Object location annotation data:
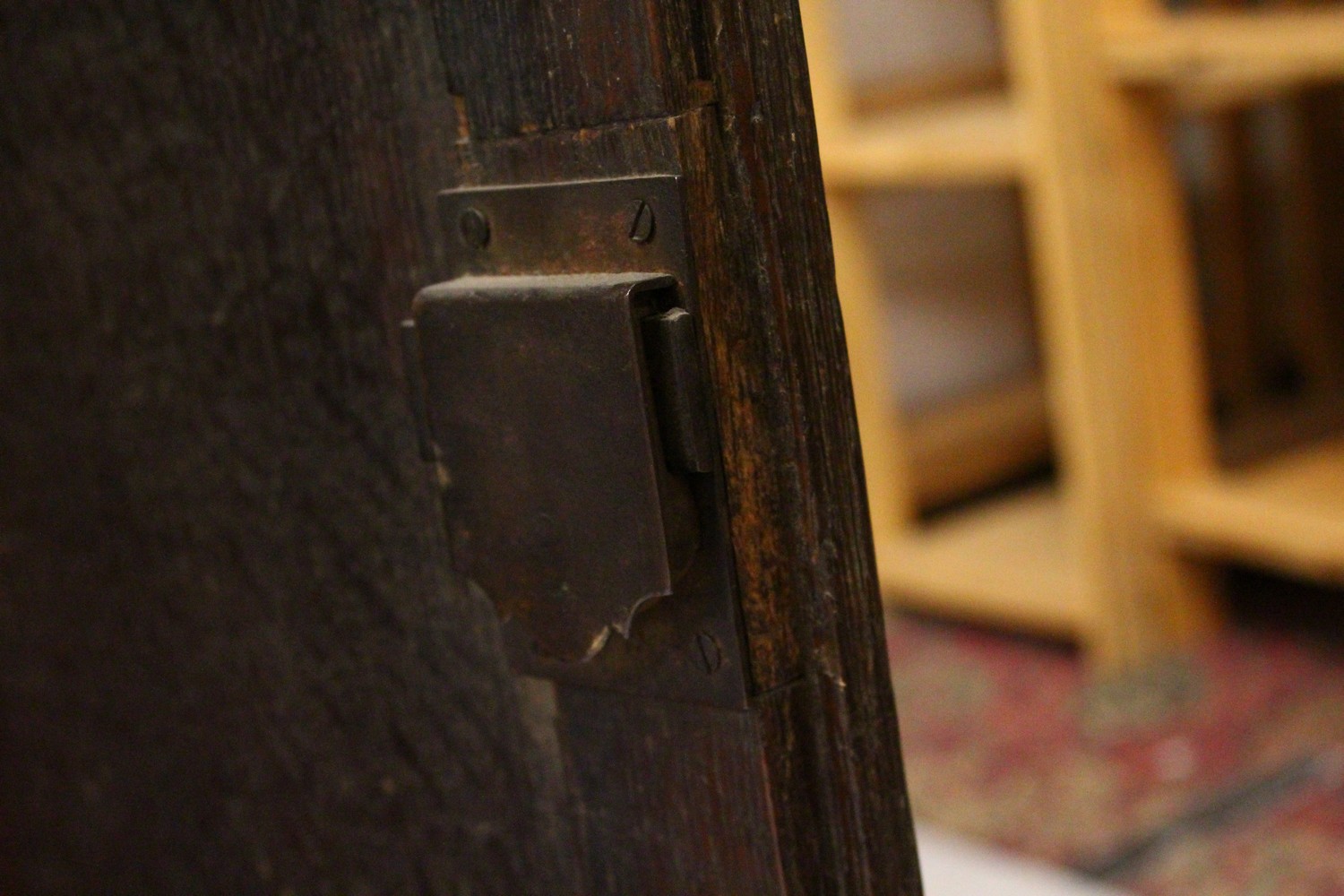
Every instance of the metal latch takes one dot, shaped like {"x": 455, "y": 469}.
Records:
{"x": 561, "y": 397}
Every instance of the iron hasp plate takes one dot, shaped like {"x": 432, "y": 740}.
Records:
{"x": 545, "y": 426}
{"x": 564, "y": 402}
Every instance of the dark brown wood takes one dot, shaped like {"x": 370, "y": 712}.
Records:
{"x": 822, "y": 719}
{"x": 230, "y": 657}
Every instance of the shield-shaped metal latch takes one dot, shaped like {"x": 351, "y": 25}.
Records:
{"x": 559, "y": 392}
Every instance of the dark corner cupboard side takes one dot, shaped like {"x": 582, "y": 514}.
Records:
{"x": 241, "y": 487}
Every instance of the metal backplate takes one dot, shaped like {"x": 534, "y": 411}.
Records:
{"x": 582, "y": 487}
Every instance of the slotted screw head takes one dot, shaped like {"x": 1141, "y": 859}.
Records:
{"x": 475, "y": 228}
{"x": 642, "y": 220}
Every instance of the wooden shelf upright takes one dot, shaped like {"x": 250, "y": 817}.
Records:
{"x": 1287, "y": 512}
{"x": 1056, "y": 560}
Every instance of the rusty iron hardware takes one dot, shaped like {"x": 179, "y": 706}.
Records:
{"x": 559, "y": 394}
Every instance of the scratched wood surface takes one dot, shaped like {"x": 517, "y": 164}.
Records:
{"x": 731, "y": 115}
{"x": 230, "y": 657}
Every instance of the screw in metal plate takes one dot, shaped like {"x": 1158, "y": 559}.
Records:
{"x": 709, "y": 653}
{"x": 475, "y": 228}
{"x": 642, "y": 220}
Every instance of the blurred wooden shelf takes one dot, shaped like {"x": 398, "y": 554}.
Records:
{"x": 1228, "y": 56}
{"x": 1287, "y": 513}
{"x": 1007, "y": 562}
{"x": 973, "y": 139}
{"x": 967, "y": 445}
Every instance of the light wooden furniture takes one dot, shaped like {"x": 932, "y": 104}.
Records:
{"x": 1287, "y": 512}
{"x": 1055, "y": 560}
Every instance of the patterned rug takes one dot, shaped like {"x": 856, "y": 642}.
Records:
{"x": 1217, "y": 774}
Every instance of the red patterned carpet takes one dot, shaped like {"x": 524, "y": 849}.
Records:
{"x": 1215, "y": 775}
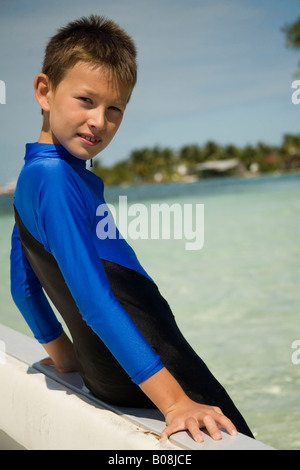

PROBLEM STATEMENT: Copy out, word for word, everything from the line containing "Every instance of the red" down to the last of the items above, including both ends. Leave the pictures out of your answer.

ANSWER TO THIS EXERCISE:
Every instance of the red patterned carpet takes one dot, shaped like {"x": 524, "y": 849}.
Records:
{"x": 1215, "y": 775}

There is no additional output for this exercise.